─── Task data ───

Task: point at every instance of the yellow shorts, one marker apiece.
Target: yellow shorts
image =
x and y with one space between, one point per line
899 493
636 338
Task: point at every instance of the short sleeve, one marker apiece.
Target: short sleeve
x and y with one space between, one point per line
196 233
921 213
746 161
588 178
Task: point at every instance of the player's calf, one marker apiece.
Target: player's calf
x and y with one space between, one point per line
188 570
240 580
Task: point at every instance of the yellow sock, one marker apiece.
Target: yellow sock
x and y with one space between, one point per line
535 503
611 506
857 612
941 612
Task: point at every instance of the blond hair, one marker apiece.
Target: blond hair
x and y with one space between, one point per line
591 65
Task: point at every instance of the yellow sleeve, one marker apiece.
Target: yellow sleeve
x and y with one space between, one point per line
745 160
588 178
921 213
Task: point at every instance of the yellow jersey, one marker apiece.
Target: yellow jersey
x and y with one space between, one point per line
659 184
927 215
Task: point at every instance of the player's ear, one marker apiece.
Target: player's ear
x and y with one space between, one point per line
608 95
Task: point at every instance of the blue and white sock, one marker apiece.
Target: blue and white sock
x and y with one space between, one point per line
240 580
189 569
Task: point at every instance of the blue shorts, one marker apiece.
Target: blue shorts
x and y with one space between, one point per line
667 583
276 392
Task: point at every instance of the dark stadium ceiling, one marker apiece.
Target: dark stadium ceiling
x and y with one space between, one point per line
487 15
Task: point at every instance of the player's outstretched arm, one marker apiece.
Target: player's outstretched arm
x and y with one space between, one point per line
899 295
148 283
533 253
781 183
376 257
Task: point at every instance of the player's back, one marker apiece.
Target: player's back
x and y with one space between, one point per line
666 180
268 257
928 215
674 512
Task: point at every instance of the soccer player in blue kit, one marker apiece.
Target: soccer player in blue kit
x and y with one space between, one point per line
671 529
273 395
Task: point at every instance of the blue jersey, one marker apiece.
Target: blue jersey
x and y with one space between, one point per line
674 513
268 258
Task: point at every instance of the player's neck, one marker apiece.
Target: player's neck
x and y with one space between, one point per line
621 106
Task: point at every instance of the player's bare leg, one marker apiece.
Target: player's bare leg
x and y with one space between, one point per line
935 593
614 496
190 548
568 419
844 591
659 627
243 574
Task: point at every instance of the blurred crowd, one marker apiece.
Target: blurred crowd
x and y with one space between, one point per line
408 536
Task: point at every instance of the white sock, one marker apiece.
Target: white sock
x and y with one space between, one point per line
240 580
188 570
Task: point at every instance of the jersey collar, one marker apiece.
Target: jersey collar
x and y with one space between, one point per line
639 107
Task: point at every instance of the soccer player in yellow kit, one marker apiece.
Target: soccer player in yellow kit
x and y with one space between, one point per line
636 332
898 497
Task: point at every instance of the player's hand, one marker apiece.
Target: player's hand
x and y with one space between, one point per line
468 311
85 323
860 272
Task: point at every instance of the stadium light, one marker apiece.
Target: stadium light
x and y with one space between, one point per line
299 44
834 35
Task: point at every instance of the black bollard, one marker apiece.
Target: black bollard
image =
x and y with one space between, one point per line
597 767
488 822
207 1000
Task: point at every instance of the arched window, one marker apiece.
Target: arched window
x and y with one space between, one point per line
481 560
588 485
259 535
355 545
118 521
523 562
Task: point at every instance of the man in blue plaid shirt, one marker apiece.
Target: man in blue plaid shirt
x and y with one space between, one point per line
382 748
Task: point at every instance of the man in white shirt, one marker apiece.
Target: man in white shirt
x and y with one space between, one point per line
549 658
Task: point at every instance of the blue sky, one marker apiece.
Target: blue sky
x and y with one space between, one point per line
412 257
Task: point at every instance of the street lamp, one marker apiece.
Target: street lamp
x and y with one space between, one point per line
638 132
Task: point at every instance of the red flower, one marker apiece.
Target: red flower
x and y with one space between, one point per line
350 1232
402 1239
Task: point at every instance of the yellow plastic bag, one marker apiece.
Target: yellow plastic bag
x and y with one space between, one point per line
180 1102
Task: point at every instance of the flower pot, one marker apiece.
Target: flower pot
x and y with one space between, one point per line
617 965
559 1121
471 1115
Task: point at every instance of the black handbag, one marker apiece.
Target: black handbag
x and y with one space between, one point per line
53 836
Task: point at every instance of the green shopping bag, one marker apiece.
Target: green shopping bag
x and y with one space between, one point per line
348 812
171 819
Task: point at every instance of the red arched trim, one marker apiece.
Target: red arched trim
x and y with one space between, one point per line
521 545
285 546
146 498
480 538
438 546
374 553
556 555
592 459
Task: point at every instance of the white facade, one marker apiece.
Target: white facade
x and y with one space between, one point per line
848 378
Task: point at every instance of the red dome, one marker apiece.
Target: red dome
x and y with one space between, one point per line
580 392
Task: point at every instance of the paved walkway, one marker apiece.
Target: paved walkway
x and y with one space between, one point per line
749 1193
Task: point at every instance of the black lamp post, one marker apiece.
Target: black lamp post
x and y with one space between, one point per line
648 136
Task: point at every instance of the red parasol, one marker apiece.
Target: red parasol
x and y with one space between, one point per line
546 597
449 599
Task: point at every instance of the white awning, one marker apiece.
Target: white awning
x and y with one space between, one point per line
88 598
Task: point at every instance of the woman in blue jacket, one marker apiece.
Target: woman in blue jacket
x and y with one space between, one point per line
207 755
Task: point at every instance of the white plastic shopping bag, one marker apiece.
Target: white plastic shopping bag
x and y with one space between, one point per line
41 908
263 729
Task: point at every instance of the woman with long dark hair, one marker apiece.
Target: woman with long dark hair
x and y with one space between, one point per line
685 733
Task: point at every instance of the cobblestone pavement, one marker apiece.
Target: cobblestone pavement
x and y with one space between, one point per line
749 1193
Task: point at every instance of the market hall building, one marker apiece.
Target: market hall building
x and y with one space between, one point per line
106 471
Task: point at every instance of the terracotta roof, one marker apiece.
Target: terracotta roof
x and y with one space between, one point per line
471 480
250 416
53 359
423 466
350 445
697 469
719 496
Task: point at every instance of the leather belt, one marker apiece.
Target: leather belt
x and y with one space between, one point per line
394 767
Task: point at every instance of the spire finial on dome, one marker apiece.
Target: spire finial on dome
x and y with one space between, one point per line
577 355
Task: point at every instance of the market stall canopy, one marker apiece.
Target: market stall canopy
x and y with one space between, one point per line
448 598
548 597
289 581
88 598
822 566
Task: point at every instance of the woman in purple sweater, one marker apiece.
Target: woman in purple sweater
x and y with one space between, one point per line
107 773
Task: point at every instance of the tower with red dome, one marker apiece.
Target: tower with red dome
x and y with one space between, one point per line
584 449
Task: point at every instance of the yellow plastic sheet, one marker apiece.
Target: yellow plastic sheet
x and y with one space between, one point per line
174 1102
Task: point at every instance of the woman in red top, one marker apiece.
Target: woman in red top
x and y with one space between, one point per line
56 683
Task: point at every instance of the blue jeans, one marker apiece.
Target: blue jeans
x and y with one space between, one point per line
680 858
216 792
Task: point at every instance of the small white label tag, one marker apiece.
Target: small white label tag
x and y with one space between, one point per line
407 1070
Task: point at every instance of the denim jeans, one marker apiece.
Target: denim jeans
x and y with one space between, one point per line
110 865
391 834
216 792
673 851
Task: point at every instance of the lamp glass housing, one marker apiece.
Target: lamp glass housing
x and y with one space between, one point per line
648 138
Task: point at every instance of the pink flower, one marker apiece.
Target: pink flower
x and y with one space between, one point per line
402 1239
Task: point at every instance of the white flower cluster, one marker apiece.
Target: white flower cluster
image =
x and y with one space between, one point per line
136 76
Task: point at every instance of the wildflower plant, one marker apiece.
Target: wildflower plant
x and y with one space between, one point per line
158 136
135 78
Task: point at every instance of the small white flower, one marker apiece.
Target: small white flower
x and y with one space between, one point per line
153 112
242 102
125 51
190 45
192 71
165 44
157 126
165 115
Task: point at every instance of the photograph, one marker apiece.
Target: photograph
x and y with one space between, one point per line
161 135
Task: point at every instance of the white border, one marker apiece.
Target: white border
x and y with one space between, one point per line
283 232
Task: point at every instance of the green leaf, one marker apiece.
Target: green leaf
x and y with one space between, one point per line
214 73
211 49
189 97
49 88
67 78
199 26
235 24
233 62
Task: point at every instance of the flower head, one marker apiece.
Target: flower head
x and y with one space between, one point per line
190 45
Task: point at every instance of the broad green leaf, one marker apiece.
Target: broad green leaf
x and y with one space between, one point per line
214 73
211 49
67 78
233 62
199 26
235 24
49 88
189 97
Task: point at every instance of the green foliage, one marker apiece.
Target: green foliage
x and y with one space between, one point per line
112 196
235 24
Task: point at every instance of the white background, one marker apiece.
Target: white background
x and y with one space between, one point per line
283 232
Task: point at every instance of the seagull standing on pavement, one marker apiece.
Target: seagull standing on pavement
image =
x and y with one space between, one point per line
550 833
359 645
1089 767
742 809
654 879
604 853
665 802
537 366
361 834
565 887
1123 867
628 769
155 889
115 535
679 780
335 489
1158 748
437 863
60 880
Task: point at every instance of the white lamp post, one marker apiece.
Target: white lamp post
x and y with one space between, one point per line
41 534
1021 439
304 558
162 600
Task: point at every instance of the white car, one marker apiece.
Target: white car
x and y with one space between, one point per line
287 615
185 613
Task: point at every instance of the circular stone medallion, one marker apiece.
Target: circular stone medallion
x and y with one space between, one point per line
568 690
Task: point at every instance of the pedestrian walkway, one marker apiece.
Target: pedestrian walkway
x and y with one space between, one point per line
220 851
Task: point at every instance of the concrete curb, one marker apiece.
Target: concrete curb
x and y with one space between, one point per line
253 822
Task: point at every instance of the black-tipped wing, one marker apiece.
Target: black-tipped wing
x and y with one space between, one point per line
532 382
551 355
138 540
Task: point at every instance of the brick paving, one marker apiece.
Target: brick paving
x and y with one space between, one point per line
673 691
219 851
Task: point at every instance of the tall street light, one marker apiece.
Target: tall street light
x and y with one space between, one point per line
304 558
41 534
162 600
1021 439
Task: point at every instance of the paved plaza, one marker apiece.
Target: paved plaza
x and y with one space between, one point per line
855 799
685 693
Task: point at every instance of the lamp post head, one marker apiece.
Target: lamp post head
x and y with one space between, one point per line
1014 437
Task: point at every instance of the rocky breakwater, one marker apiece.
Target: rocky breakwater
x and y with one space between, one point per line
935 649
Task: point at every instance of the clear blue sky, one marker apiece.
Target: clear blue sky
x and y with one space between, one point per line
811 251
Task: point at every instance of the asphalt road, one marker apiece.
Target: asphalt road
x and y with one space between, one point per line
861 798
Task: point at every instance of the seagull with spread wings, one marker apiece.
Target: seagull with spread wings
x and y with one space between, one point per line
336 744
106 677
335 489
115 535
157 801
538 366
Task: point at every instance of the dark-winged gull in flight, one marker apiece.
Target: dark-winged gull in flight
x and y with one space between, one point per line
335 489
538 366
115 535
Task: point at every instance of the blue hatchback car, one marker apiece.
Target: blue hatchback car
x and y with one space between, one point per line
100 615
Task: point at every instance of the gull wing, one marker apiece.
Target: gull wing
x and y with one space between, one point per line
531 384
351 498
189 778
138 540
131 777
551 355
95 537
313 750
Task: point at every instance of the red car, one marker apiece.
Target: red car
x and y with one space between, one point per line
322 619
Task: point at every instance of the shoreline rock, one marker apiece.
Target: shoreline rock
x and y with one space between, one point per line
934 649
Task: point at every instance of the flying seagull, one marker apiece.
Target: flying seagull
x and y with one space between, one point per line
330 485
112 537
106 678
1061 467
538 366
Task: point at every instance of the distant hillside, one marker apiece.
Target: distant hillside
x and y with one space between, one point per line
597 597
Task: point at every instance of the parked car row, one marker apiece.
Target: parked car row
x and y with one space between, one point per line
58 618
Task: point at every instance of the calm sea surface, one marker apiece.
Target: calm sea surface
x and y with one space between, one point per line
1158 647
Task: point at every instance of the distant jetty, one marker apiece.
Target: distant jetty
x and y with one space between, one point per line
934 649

───

Task statement. Only one stretch of the entries above is wanted: the lines from the one containing "Task: point at every instance of the tower" through the one containing "Target: white border". Please reproduce it exactly.

Exercise solution.
Task: point at every instance of the tower with red dome, one marker apiece.
Target: tower with red dome
x and y with one space between, one point per line
584 449
Task: point at every instance of the yellow plastic sheet, one marker apiece.
Target: yellow plastic sheet
x and y with one space between, one point per line
174 1102
Task: point at every instance of the woman in red top, one marker apiece.
Target: woman in red top
x and y with one space between, one point per line
56 683
Task: point at every instance of the blue jeans, one marker apiece.
Target: blue jeans
x and y with one space between, one point per line
680 858
216 792
Task: point at every instance of the small white label tag, one marker apiece.
Target: small white label tag
x and y with one space between, one point per line
407 1070
Task: point at every instance of the denim jeans, one marker apiece.
Target: denim jeans
x and y with one space between, one point per line
110 865
391 834
216 792
673 851
Task: point at every instance of the lamp glass housing, one marker apiece.
Target: lamp glass housing
x and y with one space between, one point per line
648 138
Task: point at every instance of the pink flower, one marker apiece.
Target: pink flower
x and y with one space between, one point per line
402 1239
Task: point at every instance of the white flower cluster, one marker apiece.
Target: white flower cluster
image =
x and y with one space between, one point per line
136 76
Task: point at every instance of the wildflower plant, one marker apiece.
Target: wildflower plant
x and y with one space between, one point per line
158 136
135 78
Task: point at every instance of the small white flower, one marker apiece.
Target: small white flower
x and y with one space between, one point per line
153 112
242 102
125 51
190 45
192 71
165 44
157 126
165 115
Task: point at every instance of the photograph, one marker apiece.
Target: photograph
x and y with one space between, one point per line
161 135
Task: point at every instance of the white border, one marker apiece.
Target: white border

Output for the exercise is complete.